Dataset rows
__________
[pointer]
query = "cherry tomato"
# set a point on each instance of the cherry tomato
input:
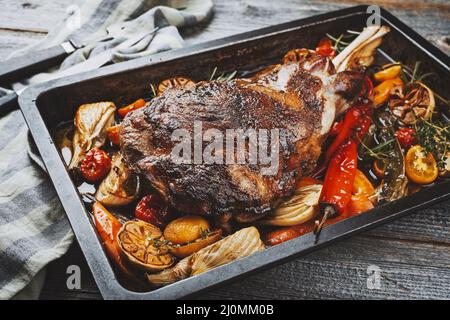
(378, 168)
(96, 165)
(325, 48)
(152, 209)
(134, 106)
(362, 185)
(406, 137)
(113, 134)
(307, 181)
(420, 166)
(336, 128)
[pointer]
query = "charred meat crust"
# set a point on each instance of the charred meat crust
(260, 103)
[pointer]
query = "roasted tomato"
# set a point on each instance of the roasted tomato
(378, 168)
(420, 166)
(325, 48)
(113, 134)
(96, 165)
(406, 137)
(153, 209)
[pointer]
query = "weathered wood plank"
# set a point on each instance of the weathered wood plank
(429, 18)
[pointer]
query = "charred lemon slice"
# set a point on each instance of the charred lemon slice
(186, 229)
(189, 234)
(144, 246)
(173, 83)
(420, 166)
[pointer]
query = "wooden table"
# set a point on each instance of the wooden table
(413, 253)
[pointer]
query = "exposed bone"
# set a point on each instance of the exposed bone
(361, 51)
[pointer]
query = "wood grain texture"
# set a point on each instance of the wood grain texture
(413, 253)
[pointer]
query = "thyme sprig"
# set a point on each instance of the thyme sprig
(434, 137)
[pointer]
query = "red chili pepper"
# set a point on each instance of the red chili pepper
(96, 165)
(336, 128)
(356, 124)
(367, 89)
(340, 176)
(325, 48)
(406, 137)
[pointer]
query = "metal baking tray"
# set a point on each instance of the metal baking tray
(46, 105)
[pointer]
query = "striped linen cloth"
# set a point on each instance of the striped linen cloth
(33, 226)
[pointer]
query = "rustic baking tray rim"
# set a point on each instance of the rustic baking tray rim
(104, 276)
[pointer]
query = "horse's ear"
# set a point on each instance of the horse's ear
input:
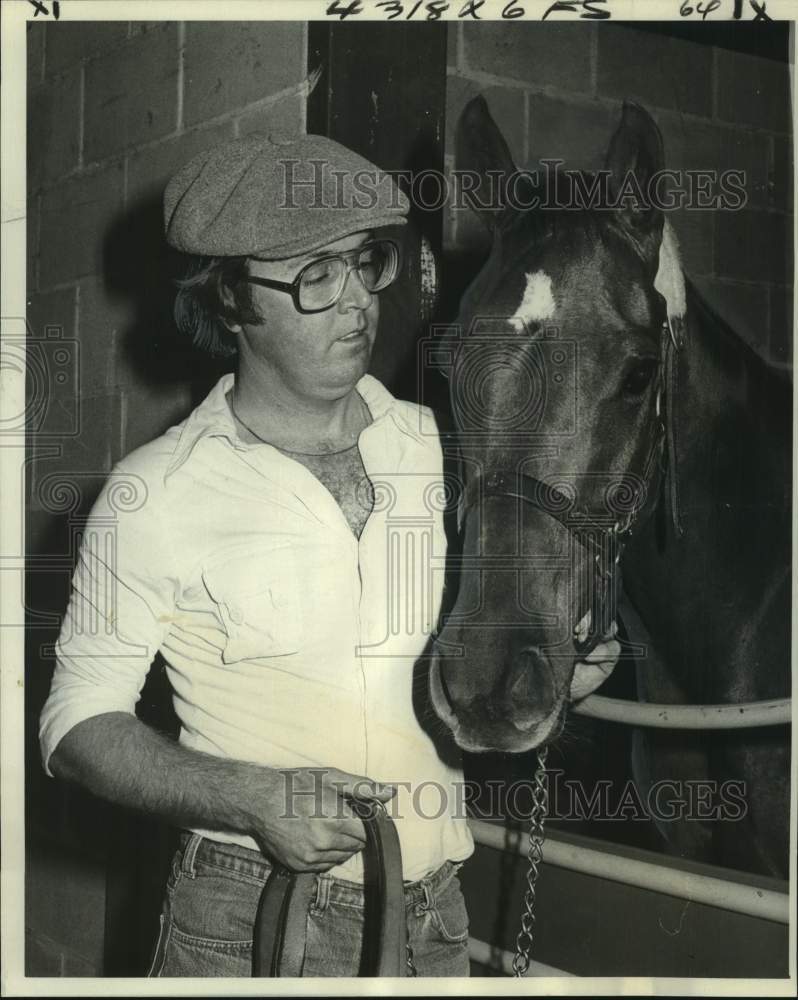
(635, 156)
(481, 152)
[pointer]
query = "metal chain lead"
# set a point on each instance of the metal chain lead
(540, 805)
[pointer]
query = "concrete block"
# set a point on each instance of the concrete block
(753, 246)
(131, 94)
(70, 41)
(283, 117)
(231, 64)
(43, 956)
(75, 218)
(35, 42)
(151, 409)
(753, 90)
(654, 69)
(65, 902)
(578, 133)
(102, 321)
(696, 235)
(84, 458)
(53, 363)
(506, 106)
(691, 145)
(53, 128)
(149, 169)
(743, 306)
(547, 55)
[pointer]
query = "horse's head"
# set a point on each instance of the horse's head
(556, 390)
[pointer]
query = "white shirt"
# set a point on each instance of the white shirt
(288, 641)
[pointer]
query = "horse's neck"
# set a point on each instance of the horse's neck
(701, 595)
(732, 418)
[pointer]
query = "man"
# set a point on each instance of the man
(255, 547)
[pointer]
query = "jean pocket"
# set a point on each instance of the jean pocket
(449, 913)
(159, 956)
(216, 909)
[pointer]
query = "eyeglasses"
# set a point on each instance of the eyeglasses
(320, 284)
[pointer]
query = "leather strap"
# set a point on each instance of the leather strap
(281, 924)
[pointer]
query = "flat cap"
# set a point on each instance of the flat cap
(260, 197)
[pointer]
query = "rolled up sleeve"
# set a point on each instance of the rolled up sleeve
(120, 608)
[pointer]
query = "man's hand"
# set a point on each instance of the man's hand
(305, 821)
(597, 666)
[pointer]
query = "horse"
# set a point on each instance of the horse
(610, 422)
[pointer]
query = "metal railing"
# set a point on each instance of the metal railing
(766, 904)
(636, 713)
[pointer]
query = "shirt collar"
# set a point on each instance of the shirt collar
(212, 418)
__________
▸ **SET EXERCISE**:
Repeat each entry exactly as it appears; skip any picture.

▸ **RESPONSE BELOW**:
[pointer]
query = "cherry tomato"
# set a point on each instance of the cherry tomato
input:
(378, 168)
(96, 165)
(325, 48)
(152, 209)
(134, 106)
(362, 185)
(406, 137)
(113, 134)
(307, 181)
(420, 166)
(336, 128)
[pointer]
query = "charred meat crust"
# set a point on each instance of the charred meat crust
(260, 103)
[pointer]
query = "roasted tomato"
# set a point on each instance of the roasted tomato
(378, 168)
(420, 166)
(325, 48)
(113, 134)
(96, 165)
(406, 137)
(153, 209)
[pointer]
query = "weathered wood plank"
# set a point on each instance of the weathered wood plank
(429, 18)
[pointer]
query = "charred lemon slice"
# set a point on each instance of the charred lemon slice
(186, 229)
(189, 234)
(144, 246)
(173, 83)
(420, 166)
[pointer]
query = "wooden table"
# set a point on each instance of the wooden table
(413, 253)
[pointer]
query = "exposed bone"
# set a point on each instance of the exposed bone
(361, 51)
[pointer]
query = "wood grain texture"
# set a point on each instance of the wood grain texture
(413, 253)
[pointer]
query = "thyme sprig"
# set a point on each instance of the thyme sprig
(434, 137)
[pointer]
query = "red chili pepper"
# set a point on each instance of the red chili pepper
(96, 165)
(336, 128)
(356, 124)
(367, 89)
(340, 176)
(325, 48)
(406, 137)
[pointer]
query = "metal baking tray"
# set a point on each instance of the metal baking tray
(46, 105)
[pointer]
query = "striped linen cloth"
# set a point on each instance of the striped linen cloth
(33, 226)
[pointer]
query = "rustic baking tray rim"
# set a point on each instance of the rustic baking tray rim
(104, 276)
[pointer]
query = "horse's ear"
# set a point on each instance of the horse's ear
input:
(635, 156)
(481, 152)
[pointer]
query = "metal chain lead"
# set a point on each instance of the metal chain lead
(540, 805)
[pointer]
query = "concrete block"
# set a point on each instance of the concrete block
(753, 246)
(131, 94)
(70, 41)
(283, 117)
(231, 64)
(43, 956)
(75, 218)
(35, 42)
(151, 409)
(753, 90)
(654, 69)
(65, 902)
(578, 133)
(102, 321)
(696, 235)
(84, 458)
(53, 363)
(506, 106)
(691, 145)
(53, 128)
(149, 169)
(743, 306)
(547, 55)
[pointer]
query = "horse's head"
# set a point on each instance of the horse's head
(556, 390)
[pointer]
query = "white shirt"
# set a point on each instance of the white shirt
(288, 641)
[pointer]
query = "horse's neck"
# set a point on each instance of the horse's neck
(701, 595)
(732, 418)
[pointer]
query = "man"
# set a point on each instance of the man
(255, 547)
[pointer]
query = "jean pocket"
# set a point on each instance of the jean pocket
(449, 913)
(159, 956)
(216, 909)
[pointer]
query = "eyeglasses"
# set a point on each instance of the eyeglasses
(320, 284)
[pointer]
query = "leather strap"
# set a point on each instance of the leather strap
(281, 924)
[pointer]
query = "flat cap"
# set a point on each instance of the flat cap
(260, 197)
[pointer]
query = "rolled up sleeve"
# set a point on each instance of the rolled up sleeve
(120, 608)
[pointer]
query = "man's hand"
# set a point on each instance of the man's hand
(305, 821)
(597, 666)
[pointer]
query = "horse"
# set a point on each instance of the horse
(610, 422)
[pointer]
query = "metal railing"
# set a point on each instance of the metal railing
(766, 904)
(636, 713)
[pointer]
query = "shirt collar"
# set a point on each instance of the shirt collar
(212, 418)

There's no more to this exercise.